• Selected excerpt
As the ad biz extends beyond the traditional broadcast :30, so too are music houses diversifying their lot into varied new media fare, facilitated by alliances and collaborative pursuits. In this Music Series issue (see Top 10 Tracks Chart and accompanying Music & Sound story, as well as Chat Room exploring the musical progression of the United Airlines campaign), SHOOT offers a sampling of some of the more interesting new wrinkles in the marketplace.
These developments range from scoring for a prominent commercial production house’s soon-to-be-launched comedy/entertainment web channel and a music firm’s ongoing relationship with Internet mainstay JibJab, to ferreting out bands and performers for commercialmaking, the brave new media world and the coming together of two music shops in a mesh that in a sense reflects the evolving convergence between the advertising and entertainment communities.

• Stated exercise 1
Reproduce the records from the line containing "I would appreciate it if you could identify the man's mouth" through the end of the records, replacing every "man's" with "person's" and changing nothing else.
The passage on music houses and the records come from separate sources.

• Records provided
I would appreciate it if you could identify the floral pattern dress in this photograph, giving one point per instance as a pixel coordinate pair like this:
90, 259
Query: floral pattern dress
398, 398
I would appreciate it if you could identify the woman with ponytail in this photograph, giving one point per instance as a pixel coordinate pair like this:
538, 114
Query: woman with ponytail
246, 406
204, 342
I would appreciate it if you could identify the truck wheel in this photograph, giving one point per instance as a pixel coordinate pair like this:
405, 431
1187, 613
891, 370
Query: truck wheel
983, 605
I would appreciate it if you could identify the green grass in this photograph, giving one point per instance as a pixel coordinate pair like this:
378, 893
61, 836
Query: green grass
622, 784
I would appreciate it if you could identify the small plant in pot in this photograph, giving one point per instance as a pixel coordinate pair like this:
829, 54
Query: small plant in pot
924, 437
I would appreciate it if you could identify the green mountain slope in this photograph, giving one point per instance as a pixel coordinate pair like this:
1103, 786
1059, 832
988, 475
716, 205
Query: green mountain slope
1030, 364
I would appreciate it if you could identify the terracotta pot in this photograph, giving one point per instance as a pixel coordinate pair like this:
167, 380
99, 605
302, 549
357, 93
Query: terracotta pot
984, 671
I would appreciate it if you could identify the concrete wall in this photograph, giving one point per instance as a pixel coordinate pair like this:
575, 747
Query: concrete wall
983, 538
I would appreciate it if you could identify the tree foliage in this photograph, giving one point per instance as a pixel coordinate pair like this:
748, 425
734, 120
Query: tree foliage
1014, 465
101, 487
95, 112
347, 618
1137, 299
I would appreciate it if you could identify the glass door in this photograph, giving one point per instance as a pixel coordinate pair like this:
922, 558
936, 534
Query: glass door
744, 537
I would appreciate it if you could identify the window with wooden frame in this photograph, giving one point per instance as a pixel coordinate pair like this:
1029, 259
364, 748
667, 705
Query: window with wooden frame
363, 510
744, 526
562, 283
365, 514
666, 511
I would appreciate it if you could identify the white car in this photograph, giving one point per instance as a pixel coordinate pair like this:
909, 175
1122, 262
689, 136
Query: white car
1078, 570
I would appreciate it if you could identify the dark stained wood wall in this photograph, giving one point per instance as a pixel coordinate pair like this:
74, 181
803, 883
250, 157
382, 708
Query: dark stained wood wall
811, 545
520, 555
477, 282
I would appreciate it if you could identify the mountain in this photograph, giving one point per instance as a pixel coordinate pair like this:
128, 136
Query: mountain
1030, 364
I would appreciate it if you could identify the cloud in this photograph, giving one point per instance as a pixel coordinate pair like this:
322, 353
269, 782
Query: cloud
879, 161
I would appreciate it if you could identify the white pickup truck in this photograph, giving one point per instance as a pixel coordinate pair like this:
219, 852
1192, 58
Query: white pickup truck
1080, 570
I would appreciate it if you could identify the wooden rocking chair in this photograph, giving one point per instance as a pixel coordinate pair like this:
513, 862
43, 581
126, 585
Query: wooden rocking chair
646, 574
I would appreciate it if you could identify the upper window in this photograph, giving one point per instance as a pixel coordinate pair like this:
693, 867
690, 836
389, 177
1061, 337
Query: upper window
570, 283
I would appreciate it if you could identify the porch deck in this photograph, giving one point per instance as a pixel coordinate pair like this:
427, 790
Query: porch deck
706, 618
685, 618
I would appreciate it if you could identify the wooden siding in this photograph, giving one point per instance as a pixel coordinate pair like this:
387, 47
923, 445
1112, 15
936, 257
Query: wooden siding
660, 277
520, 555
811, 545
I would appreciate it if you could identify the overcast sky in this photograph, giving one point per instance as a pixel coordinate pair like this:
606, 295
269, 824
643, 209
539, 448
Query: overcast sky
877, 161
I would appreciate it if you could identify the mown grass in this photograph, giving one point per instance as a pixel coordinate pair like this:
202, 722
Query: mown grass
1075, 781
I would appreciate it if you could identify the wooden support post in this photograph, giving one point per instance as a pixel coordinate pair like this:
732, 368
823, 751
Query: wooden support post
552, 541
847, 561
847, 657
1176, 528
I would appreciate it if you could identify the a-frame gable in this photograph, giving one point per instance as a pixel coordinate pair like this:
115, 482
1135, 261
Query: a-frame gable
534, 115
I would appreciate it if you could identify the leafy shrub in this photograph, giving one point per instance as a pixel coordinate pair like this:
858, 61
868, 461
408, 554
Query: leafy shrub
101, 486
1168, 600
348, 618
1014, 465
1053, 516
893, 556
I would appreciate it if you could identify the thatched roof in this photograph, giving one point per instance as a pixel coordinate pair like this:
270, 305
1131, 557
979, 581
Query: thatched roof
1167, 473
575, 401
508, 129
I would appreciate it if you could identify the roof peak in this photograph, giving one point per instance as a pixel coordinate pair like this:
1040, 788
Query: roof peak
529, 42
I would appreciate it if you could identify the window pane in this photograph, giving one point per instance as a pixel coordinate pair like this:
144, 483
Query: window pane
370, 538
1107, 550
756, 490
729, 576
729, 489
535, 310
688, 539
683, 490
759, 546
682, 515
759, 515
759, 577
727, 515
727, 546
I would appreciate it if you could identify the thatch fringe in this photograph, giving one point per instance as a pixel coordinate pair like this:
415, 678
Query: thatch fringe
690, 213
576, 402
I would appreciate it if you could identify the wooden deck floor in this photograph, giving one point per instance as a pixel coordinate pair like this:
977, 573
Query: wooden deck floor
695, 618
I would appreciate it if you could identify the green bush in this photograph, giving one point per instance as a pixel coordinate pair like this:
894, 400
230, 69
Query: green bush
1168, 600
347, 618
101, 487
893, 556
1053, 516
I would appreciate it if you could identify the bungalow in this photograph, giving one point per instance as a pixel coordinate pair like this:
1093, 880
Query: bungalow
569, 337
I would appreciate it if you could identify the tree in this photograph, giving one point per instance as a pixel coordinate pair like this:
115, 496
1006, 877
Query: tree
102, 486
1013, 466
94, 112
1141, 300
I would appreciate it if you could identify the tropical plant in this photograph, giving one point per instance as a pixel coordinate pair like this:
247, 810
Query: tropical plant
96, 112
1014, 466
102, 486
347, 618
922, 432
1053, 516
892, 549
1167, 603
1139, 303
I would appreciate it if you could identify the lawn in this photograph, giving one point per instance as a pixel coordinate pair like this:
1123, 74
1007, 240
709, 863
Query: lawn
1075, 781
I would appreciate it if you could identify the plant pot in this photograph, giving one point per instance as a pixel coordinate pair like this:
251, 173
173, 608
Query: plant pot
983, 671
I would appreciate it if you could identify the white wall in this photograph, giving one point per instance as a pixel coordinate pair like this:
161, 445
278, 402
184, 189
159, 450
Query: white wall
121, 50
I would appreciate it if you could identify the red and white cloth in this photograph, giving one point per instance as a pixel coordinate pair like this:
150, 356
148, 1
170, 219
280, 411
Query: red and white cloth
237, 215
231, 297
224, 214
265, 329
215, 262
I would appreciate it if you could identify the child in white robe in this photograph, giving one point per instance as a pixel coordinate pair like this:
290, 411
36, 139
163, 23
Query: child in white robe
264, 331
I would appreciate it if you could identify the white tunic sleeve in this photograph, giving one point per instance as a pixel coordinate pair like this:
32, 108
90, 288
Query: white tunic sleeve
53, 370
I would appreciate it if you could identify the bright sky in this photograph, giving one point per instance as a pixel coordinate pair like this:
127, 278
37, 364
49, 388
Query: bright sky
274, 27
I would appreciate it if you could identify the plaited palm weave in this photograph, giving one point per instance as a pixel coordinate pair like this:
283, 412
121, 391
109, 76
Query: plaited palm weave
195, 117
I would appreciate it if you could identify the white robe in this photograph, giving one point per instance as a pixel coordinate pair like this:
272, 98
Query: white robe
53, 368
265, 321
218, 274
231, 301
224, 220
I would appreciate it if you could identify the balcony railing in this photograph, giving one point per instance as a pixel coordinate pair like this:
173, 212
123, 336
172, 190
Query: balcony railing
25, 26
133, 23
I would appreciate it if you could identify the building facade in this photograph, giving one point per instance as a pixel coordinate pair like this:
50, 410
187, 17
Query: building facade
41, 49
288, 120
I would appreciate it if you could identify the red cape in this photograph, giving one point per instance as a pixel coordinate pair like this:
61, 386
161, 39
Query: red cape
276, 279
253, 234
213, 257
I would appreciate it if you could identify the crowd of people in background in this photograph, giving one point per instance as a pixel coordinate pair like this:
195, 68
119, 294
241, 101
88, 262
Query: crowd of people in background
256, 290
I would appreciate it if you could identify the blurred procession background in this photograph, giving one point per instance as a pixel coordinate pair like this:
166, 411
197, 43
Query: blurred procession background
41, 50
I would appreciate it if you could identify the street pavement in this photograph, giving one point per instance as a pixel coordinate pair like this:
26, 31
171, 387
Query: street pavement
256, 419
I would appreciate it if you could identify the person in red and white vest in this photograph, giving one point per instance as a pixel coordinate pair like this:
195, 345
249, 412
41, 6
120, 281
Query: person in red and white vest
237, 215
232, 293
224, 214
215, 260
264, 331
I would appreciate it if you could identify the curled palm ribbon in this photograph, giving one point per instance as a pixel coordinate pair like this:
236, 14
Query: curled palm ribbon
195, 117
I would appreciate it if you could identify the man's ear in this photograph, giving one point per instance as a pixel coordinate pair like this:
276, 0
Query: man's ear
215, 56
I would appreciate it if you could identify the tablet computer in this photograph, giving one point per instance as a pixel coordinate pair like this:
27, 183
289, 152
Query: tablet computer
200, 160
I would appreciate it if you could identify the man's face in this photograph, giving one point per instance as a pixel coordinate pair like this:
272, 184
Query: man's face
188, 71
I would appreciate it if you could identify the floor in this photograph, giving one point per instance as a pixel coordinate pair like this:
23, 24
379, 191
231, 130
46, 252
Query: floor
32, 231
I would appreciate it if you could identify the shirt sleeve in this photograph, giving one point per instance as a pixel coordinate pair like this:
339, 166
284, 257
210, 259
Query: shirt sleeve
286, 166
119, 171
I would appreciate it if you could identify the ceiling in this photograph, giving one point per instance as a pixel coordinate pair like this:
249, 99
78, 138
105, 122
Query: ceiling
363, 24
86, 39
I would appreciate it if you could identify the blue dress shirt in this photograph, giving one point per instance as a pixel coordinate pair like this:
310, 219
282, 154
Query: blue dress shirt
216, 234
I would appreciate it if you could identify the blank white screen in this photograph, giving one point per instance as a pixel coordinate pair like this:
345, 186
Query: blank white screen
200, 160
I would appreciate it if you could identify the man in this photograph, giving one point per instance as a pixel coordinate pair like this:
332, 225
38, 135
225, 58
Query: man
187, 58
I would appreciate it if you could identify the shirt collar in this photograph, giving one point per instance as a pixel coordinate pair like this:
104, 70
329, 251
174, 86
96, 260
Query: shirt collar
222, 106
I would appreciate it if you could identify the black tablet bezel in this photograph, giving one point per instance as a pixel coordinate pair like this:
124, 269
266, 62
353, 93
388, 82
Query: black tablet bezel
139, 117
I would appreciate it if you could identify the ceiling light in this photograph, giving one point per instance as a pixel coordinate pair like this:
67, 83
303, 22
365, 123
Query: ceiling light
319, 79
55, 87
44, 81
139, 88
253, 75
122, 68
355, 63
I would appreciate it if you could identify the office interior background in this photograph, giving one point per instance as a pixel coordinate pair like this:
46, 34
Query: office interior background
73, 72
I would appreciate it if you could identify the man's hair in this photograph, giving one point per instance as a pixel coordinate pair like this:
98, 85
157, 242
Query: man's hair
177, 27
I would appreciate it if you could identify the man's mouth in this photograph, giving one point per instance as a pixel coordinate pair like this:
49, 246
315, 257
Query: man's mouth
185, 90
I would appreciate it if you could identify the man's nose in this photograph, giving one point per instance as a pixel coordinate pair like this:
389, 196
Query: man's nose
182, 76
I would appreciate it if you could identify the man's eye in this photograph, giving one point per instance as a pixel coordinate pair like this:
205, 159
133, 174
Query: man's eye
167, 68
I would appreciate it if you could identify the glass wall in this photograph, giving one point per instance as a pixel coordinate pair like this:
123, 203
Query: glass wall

• Stated exercise 2
Which items in the Music Series issue does the passage on music houses mention in its parenthetical?

• Complete response 1
I would appreciate it if you could identify the person's mouth in this photograph, giving one point per instance as a pixel coordinate pair like this:
49, 246
315, 257
Query: person's mouth
185, 90
I would appreciate it if you could identify the person's nose in this photograph, giving one point per instance as a pixel coordinate pair like this:
389, 196
Query: person's nose
182, 76
I would appreciate it if you could identify the person's eye in this photograph, giving one point per instance as a pixel coordinate pair like this:
205, 159
133, 174
Query: person's eye
167, 68
I would appreciate it if you could identify the glass wall in this photograph, giving one point per instance as a pixel coordinate pair like this:
123, 203
Query: glass wall

• Complete response 2
- Top 10 Tracks Chart
- Accompanying Music & Sound story
- Chat Room exploring the musical progression of the United Airlines campaign